Begin TASK INPUT

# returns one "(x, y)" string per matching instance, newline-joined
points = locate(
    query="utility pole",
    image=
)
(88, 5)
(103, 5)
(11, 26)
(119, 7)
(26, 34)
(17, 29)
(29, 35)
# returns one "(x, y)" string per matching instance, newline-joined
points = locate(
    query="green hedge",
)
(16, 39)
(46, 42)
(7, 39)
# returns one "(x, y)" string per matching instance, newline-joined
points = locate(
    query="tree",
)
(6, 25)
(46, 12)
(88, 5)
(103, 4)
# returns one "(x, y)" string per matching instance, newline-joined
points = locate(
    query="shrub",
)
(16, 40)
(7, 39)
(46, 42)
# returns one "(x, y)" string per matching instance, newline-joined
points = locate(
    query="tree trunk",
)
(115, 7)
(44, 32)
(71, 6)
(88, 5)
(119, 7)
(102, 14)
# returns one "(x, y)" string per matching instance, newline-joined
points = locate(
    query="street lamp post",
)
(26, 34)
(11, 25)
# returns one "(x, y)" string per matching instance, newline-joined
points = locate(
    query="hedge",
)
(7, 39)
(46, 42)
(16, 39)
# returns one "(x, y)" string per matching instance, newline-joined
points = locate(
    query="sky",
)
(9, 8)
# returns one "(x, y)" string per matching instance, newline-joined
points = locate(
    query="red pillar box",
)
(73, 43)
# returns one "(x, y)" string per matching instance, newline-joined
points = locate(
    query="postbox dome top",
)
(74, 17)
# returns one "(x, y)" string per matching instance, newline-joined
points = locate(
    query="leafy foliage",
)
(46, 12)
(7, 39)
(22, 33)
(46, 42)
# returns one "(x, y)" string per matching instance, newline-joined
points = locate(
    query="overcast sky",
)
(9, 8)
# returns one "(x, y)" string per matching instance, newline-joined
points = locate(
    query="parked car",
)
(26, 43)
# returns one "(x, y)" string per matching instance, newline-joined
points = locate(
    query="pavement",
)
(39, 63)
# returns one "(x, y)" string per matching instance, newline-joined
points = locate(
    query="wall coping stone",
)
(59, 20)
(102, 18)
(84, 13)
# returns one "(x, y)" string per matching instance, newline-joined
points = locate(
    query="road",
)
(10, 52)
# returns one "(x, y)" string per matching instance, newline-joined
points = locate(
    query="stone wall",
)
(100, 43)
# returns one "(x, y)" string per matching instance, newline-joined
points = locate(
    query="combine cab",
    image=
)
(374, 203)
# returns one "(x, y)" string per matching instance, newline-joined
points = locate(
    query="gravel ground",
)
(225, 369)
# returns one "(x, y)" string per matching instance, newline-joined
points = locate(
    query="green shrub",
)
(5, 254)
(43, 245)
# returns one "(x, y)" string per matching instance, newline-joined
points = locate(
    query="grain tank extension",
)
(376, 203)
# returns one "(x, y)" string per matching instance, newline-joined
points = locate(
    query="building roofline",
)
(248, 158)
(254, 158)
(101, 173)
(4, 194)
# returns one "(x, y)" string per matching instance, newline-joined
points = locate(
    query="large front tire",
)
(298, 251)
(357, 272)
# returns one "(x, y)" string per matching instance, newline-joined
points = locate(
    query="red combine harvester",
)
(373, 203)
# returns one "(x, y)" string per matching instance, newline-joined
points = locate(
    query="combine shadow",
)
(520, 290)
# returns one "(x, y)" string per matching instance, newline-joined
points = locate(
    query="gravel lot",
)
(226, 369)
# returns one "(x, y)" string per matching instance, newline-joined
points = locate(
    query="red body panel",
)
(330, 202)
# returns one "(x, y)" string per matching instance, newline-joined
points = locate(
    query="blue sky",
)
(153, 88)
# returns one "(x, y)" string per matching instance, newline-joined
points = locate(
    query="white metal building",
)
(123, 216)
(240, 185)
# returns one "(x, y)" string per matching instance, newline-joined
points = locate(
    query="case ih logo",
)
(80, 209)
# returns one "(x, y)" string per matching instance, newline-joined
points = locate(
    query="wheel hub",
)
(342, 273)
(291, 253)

End TASK INPUT

» **GOAL OF THE EXERCISE**: Select every line of the data above that contains the string "building", and copy each one out. Match case exactly.

» **REPLY TO THE TASK**:
    query="building roofline",
    query="white metal building",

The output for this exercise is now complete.